### WHAT TO PRODUCE
The answer must be a single number, namely how many lines in the entries below contain the string "each".

### DATASET RECORDS
————————

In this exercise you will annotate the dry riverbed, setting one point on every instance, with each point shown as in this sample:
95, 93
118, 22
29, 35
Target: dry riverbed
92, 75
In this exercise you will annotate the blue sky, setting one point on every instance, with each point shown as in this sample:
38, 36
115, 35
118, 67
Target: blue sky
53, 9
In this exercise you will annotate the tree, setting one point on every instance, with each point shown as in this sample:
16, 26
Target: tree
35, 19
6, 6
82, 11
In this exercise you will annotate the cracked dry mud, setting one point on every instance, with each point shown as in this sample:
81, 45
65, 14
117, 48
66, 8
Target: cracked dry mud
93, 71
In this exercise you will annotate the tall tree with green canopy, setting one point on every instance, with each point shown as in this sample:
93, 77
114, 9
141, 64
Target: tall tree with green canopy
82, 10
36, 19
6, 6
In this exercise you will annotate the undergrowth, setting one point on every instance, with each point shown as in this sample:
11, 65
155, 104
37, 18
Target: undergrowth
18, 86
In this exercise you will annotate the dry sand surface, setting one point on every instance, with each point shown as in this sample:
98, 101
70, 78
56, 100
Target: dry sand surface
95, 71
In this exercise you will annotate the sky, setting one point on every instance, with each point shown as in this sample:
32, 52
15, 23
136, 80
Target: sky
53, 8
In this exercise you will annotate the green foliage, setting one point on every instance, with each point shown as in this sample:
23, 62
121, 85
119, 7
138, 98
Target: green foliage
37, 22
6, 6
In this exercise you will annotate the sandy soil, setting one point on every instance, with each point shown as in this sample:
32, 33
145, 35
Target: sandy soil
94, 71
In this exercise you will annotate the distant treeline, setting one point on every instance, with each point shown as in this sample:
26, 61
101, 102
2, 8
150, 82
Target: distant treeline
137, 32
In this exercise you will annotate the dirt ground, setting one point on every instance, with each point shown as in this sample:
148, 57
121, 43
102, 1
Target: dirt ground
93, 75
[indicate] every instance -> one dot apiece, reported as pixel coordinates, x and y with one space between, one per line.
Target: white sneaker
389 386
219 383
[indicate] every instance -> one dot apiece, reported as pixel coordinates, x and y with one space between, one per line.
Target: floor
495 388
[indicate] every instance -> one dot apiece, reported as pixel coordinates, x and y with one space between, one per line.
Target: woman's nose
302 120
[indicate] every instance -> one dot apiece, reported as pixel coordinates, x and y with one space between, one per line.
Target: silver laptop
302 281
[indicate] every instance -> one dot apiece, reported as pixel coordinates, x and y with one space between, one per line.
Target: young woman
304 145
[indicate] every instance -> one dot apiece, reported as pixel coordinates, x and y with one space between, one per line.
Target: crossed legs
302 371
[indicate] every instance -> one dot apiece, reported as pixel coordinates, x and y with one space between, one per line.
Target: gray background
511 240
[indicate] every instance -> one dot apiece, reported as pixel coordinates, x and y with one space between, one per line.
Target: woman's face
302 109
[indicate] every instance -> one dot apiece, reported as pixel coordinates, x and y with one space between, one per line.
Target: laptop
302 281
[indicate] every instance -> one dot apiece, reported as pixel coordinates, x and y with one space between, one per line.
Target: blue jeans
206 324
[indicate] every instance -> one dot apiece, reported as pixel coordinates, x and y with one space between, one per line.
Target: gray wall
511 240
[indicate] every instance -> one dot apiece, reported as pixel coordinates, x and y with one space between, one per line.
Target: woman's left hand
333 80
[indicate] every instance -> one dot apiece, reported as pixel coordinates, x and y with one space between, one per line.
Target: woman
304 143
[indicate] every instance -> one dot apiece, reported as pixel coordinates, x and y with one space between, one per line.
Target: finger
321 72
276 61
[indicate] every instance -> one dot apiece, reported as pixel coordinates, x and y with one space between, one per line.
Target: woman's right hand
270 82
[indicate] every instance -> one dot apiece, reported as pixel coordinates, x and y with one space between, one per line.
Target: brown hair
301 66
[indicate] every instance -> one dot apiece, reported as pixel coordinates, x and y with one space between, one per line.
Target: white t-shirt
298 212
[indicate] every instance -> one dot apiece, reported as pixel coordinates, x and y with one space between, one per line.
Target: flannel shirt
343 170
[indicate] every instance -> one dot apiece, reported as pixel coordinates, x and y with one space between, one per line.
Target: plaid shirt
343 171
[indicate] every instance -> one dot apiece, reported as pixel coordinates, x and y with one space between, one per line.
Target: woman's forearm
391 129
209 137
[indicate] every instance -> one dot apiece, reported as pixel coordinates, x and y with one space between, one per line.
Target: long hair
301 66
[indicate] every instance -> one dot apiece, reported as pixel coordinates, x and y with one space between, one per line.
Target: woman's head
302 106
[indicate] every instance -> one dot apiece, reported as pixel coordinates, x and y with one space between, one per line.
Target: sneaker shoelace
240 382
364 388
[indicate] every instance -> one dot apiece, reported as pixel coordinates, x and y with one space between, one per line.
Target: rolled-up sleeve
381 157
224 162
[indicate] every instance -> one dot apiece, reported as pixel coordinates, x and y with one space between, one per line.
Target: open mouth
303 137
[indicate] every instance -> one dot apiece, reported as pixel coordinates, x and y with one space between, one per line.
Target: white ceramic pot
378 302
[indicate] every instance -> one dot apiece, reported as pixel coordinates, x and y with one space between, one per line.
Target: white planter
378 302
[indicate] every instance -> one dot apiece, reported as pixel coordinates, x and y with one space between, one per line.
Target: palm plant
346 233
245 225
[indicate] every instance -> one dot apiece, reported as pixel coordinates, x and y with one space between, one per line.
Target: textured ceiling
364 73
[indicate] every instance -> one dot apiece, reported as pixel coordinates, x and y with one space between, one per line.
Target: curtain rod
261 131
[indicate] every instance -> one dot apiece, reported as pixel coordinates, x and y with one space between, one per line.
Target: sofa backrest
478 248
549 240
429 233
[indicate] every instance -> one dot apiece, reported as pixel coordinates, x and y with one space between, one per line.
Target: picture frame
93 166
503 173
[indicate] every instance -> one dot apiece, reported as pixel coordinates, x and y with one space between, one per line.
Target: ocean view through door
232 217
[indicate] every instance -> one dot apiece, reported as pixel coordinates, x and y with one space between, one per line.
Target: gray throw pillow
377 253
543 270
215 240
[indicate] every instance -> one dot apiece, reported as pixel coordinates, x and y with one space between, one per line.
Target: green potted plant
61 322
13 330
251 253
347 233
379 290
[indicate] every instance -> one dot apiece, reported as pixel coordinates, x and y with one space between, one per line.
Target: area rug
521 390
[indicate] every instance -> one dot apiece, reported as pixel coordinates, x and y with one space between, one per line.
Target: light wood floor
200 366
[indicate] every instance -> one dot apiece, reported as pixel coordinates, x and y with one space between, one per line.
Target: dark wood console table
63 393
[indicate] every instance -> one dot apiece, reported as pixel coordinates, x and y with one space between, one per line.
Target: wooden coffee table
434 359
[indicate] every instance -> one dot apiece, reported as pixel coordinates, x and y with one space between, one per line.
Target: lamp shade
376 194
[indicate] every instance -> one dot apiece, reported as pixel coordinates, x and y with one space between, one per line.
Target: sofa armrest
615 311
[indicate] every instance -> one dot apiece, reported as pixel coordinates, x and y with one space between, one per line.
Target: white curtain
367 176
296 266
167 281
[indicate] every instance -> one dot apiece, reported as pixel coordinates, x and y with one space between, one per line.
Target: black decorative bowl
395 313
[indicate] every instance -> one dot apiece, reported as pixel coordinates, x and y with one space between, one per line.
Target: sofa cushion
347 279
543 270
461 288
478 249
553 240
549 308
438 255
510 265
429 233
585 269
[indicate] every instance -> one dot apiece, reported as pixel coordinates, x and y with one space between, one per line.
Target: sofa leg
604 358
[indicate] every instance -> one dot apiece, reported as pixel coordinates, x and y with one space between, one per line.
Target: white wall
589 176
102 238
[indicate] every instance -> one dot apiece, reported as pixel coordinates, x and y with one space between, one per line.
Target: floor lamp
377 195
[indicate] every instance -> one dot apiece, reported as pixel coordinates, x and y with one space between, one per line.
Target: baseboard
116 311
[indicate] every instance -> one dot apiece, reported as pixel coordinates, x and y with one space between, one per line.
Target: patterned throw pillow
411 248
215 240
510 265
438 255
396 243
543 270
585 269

————————

### ANSWER TO THIS TASK
12